- EXERCISE DATA
========================================================================
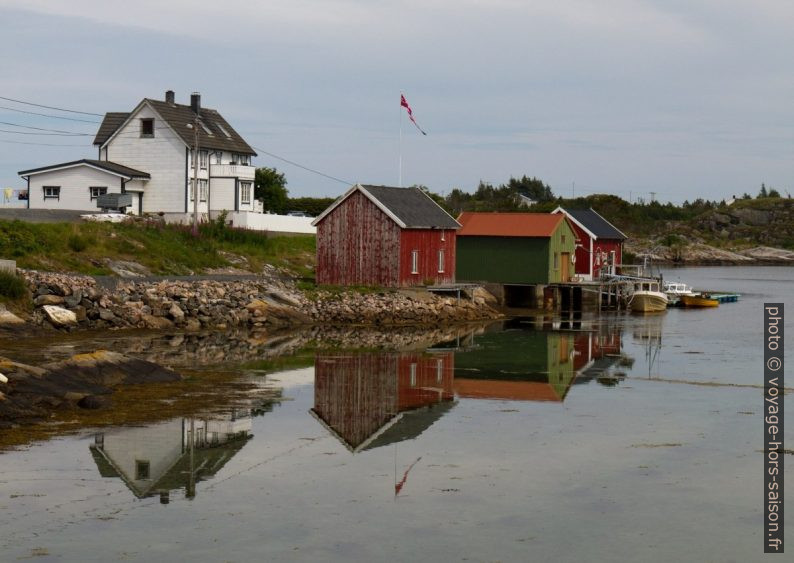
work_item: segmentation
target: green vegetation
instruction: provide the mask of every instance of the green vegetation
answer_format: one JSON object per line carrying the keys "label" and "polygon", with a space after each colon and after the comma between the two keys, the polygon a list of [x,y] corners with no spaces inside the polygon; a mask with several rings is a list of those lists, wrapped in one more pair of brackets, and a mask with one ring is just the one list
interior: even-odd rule
{"label": "green vegetation", "polygon": [[189,227],[151,221],[24,223],[0,221],[0,256],[20,268],[110,274],[108,260],[138,262],[153,274],[187,275],[234,265],[260,272],[265,264],[313,276],[315,237],[271,237],[234,229],[221,217]]}
{"label": "green vegetation", "polygon": [[0,299],[17,300],[28,294],[24,280],[10,272],[0,271]]}

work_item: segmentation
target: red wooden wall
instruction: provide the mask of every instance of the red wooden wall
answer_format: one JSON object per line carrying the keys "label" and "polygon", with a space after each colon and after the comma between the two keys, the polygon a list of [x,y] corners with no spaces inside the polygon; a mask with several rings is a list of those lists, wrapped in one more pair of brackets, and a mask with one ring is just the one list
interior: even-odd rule
{"label": "red wooden wall", "polygon": [[394,287],[399,260],[400,227],[361,192],[317,225],[317,283]]}
{"label": "red wooden wall", "polygon": [[[443,232],[444,240],[441,240]],[[405,229],[400,237],[400,285],[455,282],[455,234],[451,229]],[[411,253],[419,251],[417,274],[411,273]],[[438,271],[438,251],[444,251],[444,272]]]}
{"label": "red wooden wall", "polygon": [[[593,241],[593,252],[590,253],[590,235],[579,225],[571,221],[571,225],[576,231],[579,242],[576,246],[576,273],[580,275],[590,274],[590,266],[593,267],[593,278],[598,278],[600,268],[603,265],[599,252],[609,256],[611,251],[615,251],[615,263],[623,263],[623,242],[616,239],[596,239]],[[581,245],[581,246],[580,246]],[[607,258],[608,260],[608,258]],[[604,262],[606,263],[606,262]]]}

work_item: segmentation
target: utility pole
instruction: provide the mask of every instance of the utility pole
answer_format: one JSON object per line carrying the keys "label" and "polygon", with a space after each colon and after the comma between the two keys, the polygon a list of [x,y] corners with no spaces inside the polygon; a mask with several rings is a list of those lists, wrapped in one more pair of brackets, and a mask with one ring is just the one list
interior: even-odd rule
{"label": "utility pole", "polygon": [[198,158],[199,158],[199,116],[193,116],[193,236],[198,236]]}
{"label": "utility pole", "polygon": [[656,192],[651,192],[651,203],[656,201]]}
{"label": "utility pole", "polygon": [[571,182],[571,199],[576,199],[576,182]]}

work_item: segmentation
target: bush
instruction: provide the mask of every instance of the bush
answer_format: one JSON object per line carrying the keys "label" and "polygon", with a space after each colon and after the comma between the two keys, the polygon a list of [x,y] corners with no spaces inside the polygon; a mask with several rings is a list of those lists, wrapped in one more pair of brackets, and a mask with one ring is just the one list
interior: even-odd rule
{"label": "bush", "polygon": [[21,299],[28,293],[25,282],[16,274],[0,271],[0,296]]}
{"label": "bush", "polygon": [[71,235],[66,241],[66,244],[75,252],[82,252],[88,248],[88,239],[80,235]]}

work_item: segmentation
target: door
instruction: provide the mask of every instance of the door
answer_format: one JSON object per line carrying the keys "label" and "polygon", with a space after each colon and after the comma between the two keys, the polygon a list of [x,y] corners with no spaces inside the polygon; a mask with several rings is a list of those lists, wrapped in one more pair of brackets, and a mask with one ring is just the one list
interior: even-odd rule
{"label": "door", "polygon": [[562,253],[562,264],[560,264],[560,271],[562,272],[562,280],[567,282],[571,279],[570,275],[568,274],[568,268],[571,265],[571,253],[570,252],[563,252]]}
========================================================================
- PROBLEM TO WORK ON
Line count for the word "target": tally the lines of the records above that hold it and give only that figure.

- ANSWER SPACE
5